Goal of the exercise: Find every line in the records below that contains the word "wood", and copy each of those lines in full.

_ _ _ _

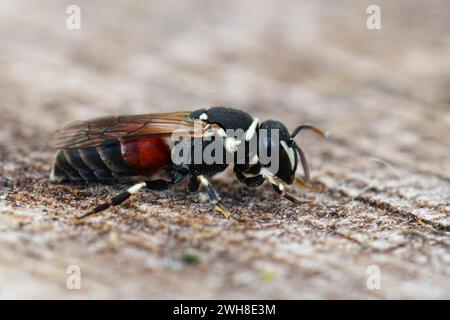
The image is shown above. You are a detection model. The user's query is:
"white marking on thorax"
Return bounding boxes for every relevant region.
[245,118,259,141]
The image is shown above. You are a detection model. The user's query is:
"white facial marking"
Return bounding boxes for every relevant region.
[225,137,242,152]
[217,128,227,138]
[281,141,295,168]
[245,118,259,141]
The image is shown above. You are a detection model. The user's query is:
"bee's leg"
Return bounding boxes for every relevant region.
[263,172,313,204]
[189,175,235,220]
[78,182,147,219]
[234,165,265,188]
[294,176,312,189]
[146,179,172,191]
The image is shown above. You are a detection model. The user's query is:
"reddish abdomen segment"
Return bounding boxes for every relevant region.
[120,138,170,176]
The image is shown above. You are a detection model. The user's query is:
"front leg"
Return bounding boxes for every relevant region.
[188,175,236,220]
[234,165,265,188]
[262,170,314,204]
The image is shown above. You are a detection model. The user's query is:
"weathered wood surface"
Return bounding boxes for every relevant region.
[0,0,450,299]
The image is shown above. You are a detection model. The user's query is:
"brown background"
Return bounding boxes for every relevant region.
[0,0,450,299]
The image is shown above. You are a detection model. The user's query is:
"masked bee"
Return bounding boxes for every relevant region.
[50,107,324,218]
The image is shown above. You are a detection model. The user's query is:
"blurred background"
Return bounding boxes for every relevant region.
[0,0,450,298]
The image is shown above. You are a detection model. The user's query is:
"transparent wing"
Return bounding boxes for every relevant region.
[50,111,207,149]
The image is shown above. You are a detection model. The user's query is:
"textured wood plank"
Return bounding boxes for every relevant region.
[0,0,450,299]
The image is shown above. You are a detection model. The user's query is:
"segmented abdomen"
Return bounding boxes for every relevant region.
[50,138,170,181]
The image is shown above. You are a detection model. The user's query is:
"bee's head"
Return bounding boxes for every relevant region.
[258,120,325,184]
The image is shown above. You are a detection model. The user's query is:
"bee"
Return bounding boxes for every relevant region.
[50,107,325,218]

_ _ _ _

Task answer:
"weathered wood surface"
"textured wood plank"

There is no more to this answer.